■ Exercise instructions ■
1 – Answer these questions about the essay on fiction and empathy, one answer per line:
(a) On what date was it posted?
(b) What two capacities does art increase, according to the writer?
(c) What does the writer consider themself good at?
2 – In its first paragraph, what creative pursuits does the essay on fiction and empathy name?
3 – Can you print the part of the essay on fiction and empathy between "Friday, April 14, 2023" and "is an example.", inclusive?

Friday, April 14, 2023

Fiction Can Make Us More Humane

One of the things that makes humans different from other animals is that we have a uniquely well developed sense of creating and appreciating art. I myself am mediocre at musical composition and art, but I consider myself a good writer. Writing, especially fiction, is an art.

But in some cases art, including fiction, seems like a waste of time that could be more profitably spent in some other way. But art makes us more humane; that is, it increases our capacity for empathy and altruism, both of them extremely important products of evolution and both of them dangerously low in the world. Almost anything we can do to increase our sense of empathy is worth the cost. If my writing helps to increase the sense of empathy in my readers, it was worth doing. Below is an example.

■ Information ■
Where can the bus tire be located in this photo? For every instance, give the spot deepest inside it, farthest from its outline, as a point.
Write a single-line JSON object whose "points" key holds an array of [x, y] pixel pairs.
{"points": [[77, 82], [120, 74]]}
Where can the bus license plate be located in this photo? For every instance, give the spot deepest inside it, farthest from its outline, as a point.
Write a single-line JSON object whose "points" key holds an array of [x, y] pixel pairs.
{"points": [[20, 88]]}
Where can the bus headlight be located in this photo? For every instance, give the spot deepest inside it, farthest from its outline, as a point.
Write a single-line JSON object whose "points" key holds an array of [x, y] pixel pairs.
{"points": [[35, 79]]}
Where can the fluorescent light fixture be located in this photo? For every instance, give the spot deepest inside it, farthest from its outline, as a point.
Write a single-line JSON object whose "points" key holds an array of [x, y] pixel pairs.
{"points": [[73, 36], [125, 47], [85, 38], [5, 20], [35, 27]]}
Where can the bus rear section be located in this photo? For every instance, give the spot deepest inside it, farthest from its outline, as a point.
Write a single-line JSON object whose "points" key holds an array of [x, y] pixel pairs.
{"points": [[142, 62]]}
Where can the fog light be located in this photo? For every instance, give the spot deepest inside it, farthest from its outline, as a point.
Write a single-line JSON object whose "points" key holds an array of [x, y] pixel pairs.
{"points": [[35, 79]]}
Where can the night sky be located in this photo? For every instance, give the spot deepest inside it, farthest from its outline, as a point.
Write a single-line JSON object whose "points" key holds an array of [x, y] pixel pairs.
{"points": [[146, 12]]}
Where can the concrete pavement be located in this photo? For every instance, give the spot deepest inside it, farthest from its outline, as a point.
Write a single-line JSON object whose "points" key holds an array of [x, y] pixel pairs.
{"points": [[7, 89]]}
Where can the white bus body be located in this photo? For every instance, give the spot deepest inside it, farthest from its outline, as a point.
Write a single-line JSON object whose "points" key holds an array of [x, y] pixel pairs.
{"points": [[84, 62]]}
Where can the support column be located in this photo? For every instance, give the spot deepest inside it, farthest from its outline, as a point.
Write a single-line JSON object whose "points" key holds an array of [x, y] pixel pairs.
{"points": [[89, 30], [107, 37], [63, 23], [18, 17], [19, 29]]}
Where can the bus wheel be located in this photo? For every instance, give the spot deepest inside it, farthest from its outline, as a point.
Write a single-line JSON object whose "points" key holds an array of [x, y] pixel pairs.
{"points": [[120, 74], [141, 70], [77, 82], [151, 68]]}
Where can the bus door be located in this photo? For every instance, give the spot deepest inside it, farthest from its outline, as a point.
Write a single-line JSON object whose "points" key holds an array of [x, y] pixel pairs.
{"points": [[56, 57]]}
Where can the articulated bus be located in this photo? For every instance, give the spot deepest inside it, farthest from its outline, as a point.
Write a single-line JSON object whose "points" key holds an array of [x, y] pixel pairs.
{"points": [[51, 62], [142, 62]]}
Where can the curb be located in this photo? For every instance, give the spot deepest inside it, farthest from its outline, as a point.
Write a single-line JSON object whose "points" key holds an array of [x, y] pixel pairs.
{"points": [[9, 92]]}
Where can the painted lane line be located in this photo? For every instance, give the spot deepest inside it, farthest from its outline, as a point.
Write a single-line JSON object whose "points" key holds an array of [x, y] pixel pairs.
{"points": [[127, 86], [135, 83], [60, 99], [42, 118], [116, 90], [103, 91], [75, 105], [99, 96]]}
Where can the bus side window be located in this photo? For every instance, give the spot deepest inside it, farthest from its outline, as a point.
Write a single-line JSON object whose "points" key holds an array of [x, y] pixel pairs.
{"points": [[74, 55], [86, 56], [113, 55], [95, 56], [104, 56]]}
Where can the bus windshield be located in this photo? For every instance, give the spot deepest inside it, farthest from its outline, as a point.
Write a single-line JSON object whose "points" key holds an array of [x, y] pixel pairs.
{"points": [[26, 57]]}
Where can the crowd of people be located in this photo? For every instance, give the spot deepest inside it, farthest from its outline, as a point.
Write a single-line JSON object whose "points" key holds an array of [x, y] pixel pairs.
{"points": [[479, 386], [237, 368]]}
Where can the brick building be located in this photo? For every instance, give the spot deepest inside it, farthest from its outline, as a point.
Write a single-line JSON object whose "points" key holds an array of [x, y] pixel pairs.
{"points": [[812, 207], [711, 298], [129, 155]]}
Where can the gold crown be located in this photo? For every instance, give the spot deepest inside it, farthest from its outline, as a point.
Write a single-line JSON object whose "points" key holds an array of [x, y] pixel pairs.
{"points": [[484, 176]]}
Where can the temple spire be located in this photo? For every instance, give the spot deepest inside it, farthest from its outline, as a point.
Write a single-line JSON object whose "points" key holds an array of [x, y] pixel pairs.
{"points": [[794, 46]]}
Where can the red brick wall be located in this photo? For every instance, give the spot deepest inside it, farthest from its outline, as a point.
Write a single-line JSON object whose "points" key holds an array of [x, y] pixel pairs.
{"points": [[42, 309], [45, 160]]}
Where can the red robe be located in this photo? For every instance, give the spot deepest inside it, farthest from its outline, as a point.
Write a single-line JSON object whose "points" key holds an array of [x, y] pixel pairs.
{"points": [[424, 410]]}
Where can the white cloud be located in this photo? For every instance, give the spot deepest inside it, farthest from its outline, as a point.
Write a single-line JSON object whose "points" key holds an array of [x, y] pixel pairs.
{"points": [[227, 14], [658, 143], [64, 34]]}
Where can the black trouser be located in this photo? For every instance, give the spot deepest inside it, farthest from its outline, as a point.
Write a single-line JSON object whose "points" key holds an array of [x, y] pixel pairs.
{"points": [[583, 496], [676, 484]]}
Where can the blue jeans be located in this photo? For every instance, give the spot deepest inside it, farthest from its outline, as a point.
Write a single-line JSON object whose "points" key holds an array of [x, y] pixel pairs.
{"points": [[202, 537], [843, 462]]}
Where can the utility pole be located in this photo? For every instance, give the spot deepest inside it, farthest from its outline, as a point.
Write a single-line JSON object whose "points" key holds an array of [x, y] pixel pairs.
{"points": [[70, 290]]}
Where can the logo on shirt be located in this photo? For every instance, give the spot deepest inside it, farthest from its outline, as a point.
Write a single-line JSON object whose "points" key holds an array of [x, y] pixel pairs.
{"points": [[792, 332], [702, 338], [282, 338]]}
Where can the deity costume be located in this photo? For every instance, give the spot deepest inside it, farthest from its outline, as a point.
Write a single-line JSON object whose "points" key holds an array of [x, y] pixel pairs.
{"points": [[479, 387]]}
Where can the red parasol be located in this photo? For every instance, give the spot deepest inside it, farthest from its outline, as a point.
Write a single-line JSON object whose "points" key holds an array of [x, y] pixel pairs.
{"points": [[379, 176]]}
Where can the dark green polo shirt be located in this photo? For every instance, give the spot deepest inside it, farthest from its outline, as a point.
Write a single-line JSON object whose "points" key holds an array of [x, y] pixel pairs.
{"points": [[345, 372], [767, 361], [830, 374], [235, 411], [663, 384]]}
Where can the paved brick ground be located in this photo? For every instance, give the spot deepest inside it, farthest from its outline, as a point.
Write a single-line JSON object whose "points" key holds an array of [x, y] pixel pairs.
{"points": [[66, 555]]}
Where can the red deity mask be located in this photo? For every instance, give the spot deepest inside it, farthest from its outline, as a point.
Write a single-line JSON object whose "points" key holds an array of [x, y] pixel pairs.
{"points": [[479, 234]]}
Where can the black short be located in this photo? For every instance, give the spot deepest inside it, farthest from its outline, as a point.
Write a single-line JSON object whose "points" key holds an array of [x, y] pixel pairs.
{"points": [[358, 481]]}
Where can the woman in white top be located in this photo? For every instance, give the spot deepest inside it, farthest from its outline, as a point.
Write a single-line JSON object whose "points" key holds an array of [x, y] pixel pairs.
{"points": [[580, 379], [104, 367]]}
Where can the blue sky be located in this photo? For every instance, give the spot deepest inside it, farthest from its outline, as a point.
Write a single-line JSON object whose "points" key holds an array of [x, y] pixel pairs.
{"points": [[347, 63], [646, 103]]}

■ Answers in order ■
1 –
(a) Friday, April 14, 2023
(b) Empathy and altruism
(c) Writing

2 – Musical composition, art, writing, and fiction.

3 –
Friday, April 14, 2023

Fiction Can Make Us More Humane

One of the things that makes humans different from other animals is that we have a uniquely well developed sense of creating and appreciating art. I myself am mediocre at musical composition and art, but I consider myself a good writer. Writing, especially fiction, is an art.

But in some cases art, including fiction, seems like a waste of time that could be more profitably spent in some other way. But art makes us more humane; that is, it increases our capacity for empathy and altruism, both of them extremely important products of evolution and both of them dangerously low in the world. Almost anything we can do to increase our sense of empathy is worth the cost. If my writing helps to increase the sense of empathy in my readers, it was worth doing. Below is an example.